● **WHAT YOU ARE ASKED TO DO**
Once you have read the data below, please repeat all of it exactly.

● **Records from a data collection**
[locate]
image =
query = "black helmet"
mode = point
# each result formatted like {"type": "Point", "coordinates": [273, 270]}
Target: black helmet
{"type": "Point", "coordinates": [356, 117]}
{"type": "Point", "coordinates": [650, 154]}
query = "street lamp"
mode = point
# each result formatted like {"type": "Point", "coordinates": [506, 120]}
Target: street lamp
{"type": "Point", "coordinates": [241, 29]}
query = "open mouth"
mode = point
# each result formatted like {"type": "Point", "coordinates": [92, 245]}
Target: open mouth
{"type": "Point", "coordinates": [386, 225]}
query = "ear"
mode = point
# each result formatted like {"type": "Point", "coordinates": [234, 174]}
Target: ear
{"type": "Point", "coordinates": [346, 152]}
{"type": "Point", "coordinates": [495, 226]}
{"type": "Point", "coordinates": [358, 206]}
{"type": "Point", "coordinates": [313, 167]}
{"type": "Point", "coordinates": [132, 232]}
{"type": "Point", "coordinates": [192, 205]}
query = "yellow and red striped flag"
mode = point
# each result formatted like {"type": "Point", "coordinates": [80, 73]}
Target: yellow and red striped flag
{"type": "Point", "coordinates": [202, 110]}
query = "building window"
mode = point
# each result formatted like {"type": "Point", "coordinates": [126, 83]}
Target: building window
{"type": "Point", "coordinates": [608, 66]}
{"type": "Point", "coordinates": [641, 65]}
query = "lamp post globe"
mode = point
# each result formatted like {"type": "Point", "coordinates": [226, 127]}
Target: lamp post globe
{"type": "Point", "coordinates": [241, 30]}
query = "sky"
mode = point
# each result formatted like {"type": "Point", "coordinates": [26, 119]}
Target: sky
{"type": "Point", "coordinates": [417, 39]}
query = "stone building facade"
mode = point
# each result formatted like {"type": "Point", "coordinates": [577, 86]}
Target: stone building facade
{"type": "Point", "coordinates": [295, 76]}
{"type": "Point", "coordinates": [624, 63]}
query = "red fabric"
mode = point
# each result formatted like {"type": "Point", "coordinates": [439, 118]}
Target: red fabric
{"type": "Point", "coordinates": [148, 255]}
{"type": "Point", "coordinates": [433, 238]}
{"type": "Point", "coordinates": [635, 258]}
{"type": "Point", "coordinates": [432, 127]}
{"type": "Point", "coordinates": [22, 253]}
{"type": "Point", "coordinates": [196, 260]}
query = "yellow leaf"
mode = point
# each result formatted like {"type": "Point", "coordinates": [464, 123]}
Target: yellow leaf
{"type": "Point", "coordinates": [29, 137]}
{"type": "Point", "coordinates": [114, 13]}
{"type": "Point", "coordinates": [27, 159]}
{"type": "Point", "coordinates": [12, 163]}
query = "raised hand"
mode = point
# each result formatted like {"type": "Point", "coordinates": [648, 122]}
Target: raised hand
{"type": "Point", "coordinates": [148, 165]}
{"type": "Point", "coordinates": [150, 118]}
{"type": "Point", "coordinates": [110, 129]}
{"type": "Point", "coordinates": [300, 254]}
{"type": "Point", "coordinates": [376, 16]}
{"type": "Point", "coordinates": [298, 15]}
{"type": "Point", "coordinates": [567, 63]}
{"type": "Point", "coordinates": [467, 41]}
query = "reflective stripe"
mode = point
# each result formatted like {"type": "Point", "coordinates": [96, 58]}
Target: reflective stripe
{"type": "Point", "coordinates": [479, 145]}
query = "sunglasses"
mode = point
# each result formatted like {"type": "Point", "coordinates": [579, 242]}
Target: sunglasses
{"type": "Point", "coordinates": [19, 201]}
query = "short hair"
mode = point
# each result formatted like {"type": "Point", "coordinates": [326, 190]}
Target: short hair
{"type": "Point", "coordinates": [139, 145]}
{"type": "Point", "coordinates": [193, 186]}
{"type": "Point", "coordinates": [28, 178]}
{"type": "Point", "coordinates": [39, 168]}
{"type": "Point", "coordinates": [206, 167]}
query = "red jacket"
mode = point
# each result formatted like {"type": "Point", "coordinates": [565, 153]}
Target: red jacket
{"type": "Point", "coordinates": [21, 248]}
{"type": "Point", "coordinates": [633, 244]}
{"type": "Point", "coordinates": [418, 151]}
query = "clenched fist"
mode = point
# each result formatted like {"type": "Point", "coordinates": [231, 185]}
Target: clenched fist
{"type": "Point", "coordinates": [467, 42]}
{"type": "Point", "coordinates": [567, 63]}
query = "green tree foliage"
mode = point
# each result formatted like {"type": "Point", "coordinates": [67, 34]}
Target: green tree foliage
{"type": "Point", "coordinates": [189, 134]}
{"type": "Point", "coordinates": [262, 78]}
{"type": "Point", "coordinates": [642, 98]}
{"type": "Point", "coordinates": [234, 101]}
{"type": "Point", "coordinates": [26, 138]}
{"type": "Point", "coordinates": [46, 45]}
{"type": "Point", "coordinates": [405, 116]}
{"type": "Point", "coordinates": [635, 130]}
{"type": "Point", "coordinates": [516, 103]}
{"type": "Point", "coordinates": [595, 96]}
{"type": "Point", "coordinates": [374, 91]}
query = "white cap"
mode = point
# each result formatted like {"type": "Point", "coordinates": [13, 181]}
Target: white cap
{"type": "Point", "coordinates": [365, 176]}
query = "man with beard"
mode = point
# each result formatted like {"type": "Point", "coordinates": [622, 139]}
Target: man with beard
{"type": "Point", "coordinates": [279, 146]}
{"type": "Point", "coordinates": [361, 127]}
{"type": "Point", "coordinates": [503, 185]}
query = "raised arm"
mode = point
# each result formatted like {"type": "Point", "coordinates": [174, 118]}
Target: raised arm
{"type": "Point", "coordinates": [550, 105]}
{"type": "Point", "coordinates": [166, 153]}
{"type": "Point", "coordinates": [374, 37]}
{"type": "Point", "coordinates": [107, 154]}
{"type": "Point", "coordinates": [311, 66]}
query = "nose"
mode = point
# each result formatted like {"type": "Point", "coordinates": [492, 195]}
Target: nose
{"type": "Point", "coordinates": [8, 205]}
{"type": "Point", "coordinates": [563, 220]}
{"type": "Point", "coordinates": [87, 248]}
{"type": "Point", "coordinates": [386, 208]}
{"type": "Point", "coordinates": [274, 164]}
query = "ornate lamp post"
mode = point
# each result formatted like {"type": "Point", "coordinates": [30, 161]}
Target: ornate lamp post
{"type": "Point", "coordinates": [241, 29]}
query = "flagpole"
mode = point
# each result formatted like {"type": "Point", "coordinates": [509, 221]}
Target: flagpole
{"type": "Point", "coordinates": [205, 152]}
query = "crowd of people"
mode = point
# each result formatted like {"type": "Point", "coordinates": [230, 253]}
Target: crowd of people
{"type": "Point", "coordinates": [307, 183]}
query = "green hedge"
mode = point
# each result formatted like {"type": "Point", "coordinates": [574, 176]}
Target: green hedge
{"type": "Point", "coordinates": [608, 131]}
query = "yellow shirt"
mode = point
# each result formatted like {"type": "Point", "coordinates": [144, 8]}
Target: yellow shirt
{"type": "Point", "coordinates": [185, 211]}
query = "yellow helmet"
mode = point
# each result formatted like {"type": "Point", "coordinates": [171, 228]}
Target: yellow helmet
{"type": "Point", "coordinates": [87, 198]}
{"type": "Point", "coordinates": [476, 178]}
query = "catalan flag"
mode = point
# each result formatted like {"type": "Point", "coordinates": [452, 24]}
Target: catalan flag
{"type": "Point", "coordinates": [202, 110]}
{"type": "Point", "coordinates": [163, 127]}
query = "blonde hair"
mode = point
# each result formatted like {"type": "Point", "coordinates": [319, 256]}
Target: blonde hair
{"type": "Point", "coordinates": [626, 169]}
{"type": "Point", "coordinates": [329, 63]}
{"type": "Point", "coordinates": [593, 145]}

● **EXERCISE RESULT**
[locate]
image =
query = "black helmet"
mode = point
# each result formatted like {"type": "Point", "coordinates": [273, 270]}
Target: black helmet
{"type": "Point", "coordinates": [356, 117]}
{"type": "Point", "coordinates": [650, 154]}
query = "street lamp"
mode = point
# each result formatted like {"type": "Point", "coordinates": [506, 120]}
Target: street lamp
{"type": "Point", "coordinates": [241, 29]}
query = "open mouth"
mode = point
# each result formatted like {"type": "Point", "coordinates": [92, 245]}
Target: open mouth
{"type": "Point", "coordinates": [386, 225]}
query = "ear"
mode = point
# each result formatted like {"type": "Point", "coordinates": [234, 174]}
Target: ear
{"type": "Point", "coordinates": [346, 152]}
{"type": "Point", "coordinates": [495, 226]}
{"type": "Point", "coordinates": [358, 206]}
{"type": "Point", "coordinates": [313, 167]}
{"type": "Point", "coordinates": [132, 232]}
{"type": "Point", "coordinates": [192, 205]}
query = "yellow and red striped flag"
mode = point
# each result formatted like {"type": "Point", "coordinates": [80, 73]}
Target: yellow and red striped flag
{"type": "Point", "coordinates": [202, 110]}
query = "building window"
mode = point
# each result formatted like {"type": "Point", "coordinates": [126, 83]}
Target: building window
{"type": "Point", "coordinates": [608, 66]}
{"type": "Point", "coordinates": [641, 65]}
query = "lamp post globe"
mode = point
# each result formatted like {"type": "Point", "coordinates": [226, 127]}
Target: lamp post globe
{"type": "Point", "coordinates": [241, 30]}
query = "sky"
mode = point
# each result formatted like {"type": "Point", "coordinates": [26, 119]}
Target: sky
{"type": "Point", "coordinates": [417, 39]}
query = "stone building facade"
mode = point
# each result formatted like {"type": "Point", "coordinates": [577, 86]}
Target: stone building facade
{"type": "Point", "coordinates": [295, 76]}
{"type": "Point", "coordinates": [624, 63]}
query = "red fabric"
mode = point
# each result formatted like {"type": "Point", "coordinates": [439, 118]}
Target: red fabric
{"type": "Point", "coordinates": [148, 255]}
{"type": "Point", "coordinates": [433, 238]}
{"type": "Point", "coordinates": [635, 258]}
{"type": "Point", "coordinates": [432, 127]}
{"type": "Point", "coordinates": [22, 253]}
{"type": "Point", "coordinates": [196, 260]}
query = "yellow leaf"
mode = point
# each result formatted like {"type": "Point", "coordinates": [464, 123]}
Target: yellow leaf
{"type": "Point", "coordinates": [29, 137]}
{"type": "Point", "coordinates": [114, 13]}
{"type": "Point", "coordinates": [27, 159]}
{"type": "Point", "coordinates": [12, 163]}
query = "raised hand"
mode = point
# each result formatted like {"type": "Point", "coordinates": [648, 122]}
Target: raised hand
{"type": "Point", "coordinates": [148, 165]}
{"type": "Point", "coordinates": [150, 118]}
{"type": "Point", "coordinates": [110, 129]}
{"type": "Point", "coordinates": [300, 254]}
{"type": "Point", "coordinates": [376, 16]}
{"type": "Point", "coordinates": [298, 15]}
{"type": "Point", "coordinates": [567, 63]}
{"type": "Point", "coordinates": [467, 41]}
query = "reflective stripe"
mode = point
# each result formatted like {"type": "Point", "coordinates": [96, 58]}
Target: reflective stripe
{"type": "Point", "coordinates": [479, 145]}
query = "sunglasses"
mode = point
# each result formatted like {"type": "Point", "coordinates": [579, 242]}
Target: sunglasses
{"type": "Point", "coordinates": [19, 201]}
query = "short hair"
mode = point
# each result formatted like {"type": "Point", "coordinates": [326, 190]}
Target: short hair
{"type": "Point", "coordinates": [139, 145]}
{"type": "Point", "coordinates": [193, 186]}
{"type": "Point", "coordinates": [28, 178]}
{"type": "Point", "coordinates": [39, 168]}
{"type": "Point", "coordinates": [206, 167]}
query = "red jacket"
mode = point
# each result formatted like {"type": "Point", "coordinates": [565, 153]}
Target: red jacket
{"type": "Point", "coordinates": [21, 248]}
{"type": "Point", "coordinates": [633, 244]}
{"type": "Point", "coordinates": [418, 151]}
query = "clenched fist"
mode = point
# each result formatted like {"type": "Point", "coordinates": [231, 185]}
Target: clenched fist
{"type": "Point", "coordinates": [467, 42]}
{"type": "Point", "coordinates": [567, 63]}
query = "green tree foliage"
mode = point
# each result formatted like {"type": "Point", "coordinates": [67, 34]}
Target: green tree foliage
{"type": "Point", "coordinates": [189, 134]}
{"type": "Point", "coordinates": [262, 78]}
{"type": "Point", "coordinates": [642, 98]}
{"type": "Point", "coordinates": [234, 101]}
{"type": "Point", "coordinates": [26, 138]}
{"type": "Point", "coordinates": [46, 45]}
{"type": "Point", "coordinates": [405, 116]}
{"type": "Point", "coordinates": [635, 130]}
{"type": "Point", "coordinates": [516, 103]}
{"type": "Point", "coordinates": [595, 96]}
{"type": "Point", "coordinates": [374, 91]}
query = "white cap"
mode = point
# each result formatted like {"type": "Point", "coordinates": [13, 181]}
Target: white cap
{"type": "Point", "coordinates": [365, 176]}
query = "man with beard"
mode = point
# each result formatted like {"type": "Point", "coordinates": [622, 139]}
Target: man with beard
{"type": "Point", "coordinates": [279, 146]}
{"type": "Point", "coordinates": [361, 127]}
{"type": "Point", "coordinates": [503, 185]}
query = "raised arm"
mode = point
# each result formatted like {"type": "Point", "coordinates": [174, 118]}
Target: raised arm
{"type": "Point", "coordinates": [550, 105]}
{"type": "Point", "coordinates": [166, 153]}
{"type": "Point", "coordinates": [374, 37]}
{"type": "Point", "coordinates": [107, 154]}
{"type": "Point", "coordinates": [311, 66]}
query = "nose"
mode = point
# each result formatted like {"type": "Point", "coordinates": [492, 195]}
Target: nose
{"type": "Point", "coordinates": [8, 205]}
{"type": "Point", "coordinates": [563, 220]}
{"type": "Point", "coordinates": [87, 248]}
{"type": "Point", "coordinates": [386, 208]}
{"type": "Point", "coordinates": [274, 164]}
query = "ornate lamp post"
mode = point
# each result formatted like {"type": "Point", "coordinates": [30, 161]}
Target: ornate lamp post
{"type": "Point", "coordinates": [241, 29]}
query = "flagpole"
mode = point
# each result formatted like {"type": "Point", "coordinates": [509, 221]}
Target: flagpole
{"type": "Point", "coordinates": [205, 152]}
query = "crowd of people"
mode = point
# each result formatted like {"type": "Point", "coordinates": [230, 253]}
Target: crowd of people
{"type": "Point", "coordinates": [307, 183]}
query = "green hedge"
mode = point
# each result formatted like {"type": "Point", "coordinates": [574, 176]}
Target: green hedge
{"type": "Point", "coordinates": [608, 131]}
query = "yellow shirt"
mode = point
# each result formatted like {"type": "Point", "coordinates": [144, 8]}
Target: yellow shirt
{"type": "Point", "coordinates": [185, 211]}
query = "yellow helmet"
mode = point
# each result formatted like {"type": "Point", "coordinates": [171, 228]}
Target: yellow helmet
{"type": "Point", "coordinates": [87, 198]}
{"type": "Point", "coordinates": [476, 178]}
query = "catalan flag"
mode = point
# each result formatted like {"type": "Point", "coordinates": [452, 24]}
Target: catalan flag
{"type": "Point", "coordinates": [202, 110]}
{"type": "Point", "coordinates": [163, 127]}
query = "blonde hair"
mode = point
# each result formatted like {"type": "Point", "coordinates": [319, 256]}
Target: blonde hair
{"type": "Point", "coordinates": [626, 169]}
{"type": "Point", "coordinates": [329, 63]}
{"type": "Point", "coordinates": [593, 145]}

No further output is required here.